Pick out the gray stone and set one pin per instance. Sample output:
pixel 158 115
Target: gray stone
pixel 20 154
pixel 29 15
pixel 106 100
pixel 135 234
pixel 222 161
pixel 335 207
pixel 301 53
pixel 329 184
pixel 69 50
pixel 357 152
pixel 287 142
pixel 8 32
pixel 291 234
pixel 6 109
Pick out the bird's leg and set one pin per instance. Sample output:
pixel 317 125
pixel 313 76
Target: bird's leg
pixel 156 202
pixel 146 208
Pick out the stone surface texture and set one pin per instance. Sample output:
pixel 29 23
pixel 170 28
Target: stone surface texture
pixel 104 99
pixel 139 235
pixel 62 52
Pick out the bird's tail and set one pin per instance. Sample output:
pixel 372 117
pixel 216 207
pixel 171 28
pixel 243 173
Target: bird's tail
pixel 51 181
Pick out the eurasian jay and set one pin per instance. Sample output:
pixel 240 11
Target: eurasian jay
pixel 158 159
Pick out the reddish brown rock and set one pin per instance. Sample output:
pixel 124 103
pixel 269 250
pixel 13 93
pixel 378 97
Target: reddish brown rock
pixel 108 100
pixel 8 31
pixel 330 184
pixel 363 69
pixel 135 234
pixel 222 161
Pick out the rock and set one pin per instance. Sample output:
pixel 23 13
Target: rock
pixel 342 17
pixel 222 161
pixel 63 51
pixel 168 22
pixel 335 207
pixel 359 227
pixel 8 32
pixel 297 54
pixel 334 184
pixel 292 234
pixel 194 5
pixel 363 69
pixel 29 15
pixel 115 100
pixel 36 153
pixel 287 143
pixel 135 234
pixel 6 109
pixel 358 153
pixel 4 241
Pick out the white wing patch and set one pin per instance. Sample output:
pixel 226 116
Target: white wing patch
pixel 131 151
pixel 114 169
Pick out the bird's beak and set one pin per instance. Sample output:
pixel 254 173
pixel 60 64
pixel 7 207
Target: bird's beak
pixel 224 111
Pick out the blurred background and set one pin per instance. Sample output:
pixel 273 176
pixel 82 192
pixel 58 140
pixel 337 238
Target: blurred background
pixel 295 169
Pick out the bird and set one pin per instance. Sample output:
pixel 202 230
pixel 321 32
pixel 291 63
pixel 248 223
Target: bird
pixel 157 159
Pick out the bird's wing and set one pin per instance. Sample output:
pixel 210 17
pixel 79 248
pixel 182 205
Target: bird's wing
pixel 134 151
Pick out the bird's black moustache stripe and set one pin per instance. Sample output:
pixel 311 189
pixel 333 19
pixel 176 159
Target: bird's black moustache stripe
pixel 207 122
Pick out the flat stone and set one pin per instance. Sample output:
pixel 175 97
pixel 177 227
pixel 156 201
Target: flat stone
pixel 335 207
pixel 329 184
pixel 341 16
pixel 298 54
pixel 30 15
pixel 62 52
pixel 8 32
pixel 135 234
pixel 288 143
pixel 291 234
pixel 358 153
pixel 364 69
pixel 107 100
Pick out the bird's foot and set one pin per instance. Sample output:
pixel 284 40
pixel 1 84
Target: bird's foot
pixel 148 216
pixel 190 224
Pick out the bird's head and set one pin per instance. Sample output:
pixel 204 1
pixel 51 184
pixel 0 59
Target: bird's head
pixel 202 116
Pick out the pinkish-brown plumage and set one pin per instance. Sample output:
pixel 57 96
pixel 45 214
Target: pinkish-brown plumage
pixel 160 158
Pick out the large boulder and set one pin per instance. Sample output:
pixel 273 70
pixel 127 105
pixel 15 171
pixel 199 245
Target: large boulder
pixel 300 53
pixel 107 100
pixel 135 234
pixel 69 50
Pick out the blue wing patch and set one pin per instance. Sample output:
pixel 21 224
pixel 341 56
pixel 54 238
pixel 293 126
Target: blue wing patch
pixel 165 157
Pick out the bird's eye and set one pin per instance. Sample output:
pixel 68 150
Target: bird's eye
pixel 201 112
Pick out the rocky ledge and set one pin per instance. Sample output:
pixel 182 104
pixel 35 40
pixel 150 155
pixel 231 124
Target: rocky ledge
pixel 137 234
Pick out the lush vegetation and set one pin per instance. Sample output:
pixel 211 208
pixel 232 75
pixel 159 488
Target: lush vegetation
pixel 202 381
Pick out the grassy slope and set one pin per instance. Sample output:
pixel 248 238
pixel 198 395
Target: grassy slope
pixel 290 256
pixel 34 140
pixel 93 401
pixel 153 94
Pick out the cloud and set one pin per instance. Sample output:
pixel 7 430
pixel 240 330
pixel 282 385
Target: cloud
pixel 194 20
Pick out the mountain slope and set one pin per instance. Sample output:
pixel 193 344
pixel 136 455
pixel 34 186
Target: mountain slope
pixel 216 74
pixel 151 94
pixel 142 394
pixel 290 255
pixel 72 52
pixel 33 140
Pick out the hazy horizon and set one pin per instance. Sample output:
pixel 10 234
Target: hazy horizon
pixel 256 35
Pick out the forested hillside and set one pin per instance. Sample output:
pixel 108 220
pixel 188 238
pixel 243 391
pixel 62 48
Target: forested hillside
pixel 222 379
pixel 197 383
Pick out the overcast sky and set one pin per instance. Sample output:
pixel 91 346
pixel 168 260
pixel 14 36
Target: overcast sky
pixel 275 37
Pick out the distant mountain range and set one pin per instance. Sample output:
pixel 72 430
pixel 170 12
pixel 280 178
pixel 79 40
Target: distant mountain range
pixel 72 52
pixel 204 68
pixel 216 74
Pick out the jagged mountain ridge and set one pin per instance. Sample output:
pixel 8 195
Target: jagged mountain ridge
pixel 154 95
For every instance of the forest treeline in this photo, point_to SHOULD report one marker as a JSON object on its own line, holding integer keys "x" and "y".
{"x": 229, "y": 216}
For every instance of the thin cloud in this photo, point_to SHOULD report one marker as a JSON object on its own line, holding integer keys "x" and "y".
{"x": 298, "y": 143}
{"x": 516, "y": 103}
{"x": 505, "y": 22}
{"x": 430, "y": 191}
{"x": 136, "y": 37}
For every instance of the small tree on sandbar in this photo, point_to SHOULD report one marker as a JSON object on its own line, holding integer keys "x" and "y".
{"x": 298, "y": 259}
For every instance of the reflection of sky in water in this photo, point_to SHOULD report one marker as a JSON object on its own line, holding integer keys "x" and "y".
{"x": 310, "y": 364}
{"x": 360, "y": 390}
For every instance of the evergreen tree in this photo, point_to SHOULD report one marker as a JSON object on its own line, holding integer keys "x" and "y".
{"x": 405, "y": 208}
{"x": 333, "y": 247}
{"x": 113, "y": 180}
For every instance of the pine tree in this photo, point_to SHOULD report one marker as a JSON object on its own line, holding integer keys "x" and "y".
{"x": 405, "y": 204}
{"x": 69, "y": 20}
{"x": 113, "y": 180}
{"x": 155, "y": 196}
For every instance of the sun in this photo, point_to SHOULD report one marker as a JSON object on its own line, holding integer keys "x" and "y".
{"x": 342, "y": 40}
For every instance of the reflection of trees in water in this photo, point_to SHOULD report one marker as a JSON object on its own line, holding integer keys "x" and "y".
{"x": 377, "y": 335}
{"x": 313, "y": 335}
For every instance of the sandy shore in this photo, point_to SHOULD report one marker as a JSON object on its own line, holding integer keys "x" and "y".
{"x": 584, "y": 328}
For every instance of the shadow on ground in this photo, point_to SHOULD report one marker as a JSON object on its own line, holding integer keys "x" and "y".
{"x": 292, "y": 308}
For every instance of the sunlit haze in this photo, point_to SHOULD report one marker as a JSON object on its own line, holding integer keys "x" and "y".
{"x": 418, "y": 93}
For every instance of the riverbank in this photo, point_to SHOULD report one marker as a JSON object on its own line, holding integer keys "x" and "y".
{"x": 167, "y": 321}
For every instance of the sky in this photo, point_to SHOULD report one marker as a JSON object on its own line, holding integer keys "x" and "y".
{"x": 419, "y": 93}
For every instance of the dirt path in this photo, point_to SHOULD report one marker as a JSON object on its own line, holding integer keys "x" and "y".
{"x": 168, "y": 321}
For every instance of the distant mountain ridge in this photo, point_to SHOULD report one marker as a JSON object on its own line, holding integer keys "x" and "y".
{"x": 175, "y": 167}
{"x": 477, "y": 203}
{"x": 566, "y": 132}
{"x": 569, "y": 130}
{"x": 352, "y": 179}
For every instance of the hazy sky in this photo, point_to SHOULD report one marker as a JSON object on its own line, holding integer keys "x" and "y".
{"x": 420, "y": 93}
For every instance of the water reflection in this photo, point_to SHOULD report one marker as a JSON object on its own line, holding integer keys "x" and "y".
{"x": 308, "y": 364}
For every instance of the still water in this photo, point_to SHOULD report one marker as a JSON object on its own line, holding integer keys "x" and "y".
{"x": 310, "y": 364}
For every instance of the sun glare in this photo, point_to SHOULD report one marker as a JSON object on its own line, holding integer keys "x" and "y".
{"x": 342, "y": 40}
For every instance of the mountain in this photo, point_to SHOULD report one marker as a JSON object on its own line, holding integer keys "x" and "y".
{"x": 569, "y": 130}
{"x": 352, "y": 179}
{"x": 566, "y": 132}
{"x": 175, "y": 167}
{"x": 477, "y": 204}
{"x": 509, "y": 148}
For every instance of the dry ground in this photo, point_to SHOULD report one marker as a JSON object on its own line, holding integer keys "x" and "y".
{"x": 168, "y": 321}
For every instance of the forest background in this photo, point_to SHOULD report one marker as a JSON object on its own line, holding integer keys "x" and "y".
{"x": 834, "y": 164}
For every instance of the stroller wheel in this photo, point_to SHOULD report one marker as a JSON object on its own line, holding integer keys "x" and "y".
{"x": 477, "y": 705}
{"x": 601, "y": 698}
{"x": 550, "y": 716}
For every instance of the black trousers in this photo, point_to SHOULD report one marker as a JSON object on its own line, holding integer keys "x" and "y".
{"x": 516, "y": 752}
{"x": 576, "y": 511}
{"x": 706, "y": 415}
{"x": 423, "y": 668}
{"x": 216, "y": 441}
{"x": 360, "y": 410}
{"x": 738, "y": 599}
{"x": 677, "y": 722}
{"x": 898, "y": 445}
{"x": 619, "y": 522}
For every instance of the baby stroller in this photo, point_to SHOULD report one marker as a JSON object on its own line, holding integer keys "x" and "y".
——————————
▶ [YOUR GOAL]: Give the lines from the one containing "Pick out the bird's head" through the one containing "pixel 160 158", both included, as a JSON list of strings with one string per line and blank lines omitted.

▶ [THE RESULT]:
[
  "Pick out the bird's head and set one pin per instance. Sample output:",
  "pixel 204 1",
  "pixel 51 184",
  "pixel 0 59",
  "Target: bird's head",
  "pixel 202 116",
  "Pick out the pinkish-brown plumage and set one pin per instance. Sample output:",
  "pixel 57 96",
  "pixel 45 214",
  "Target: pinkish-brown plumage",
  "pixel 160 158"
]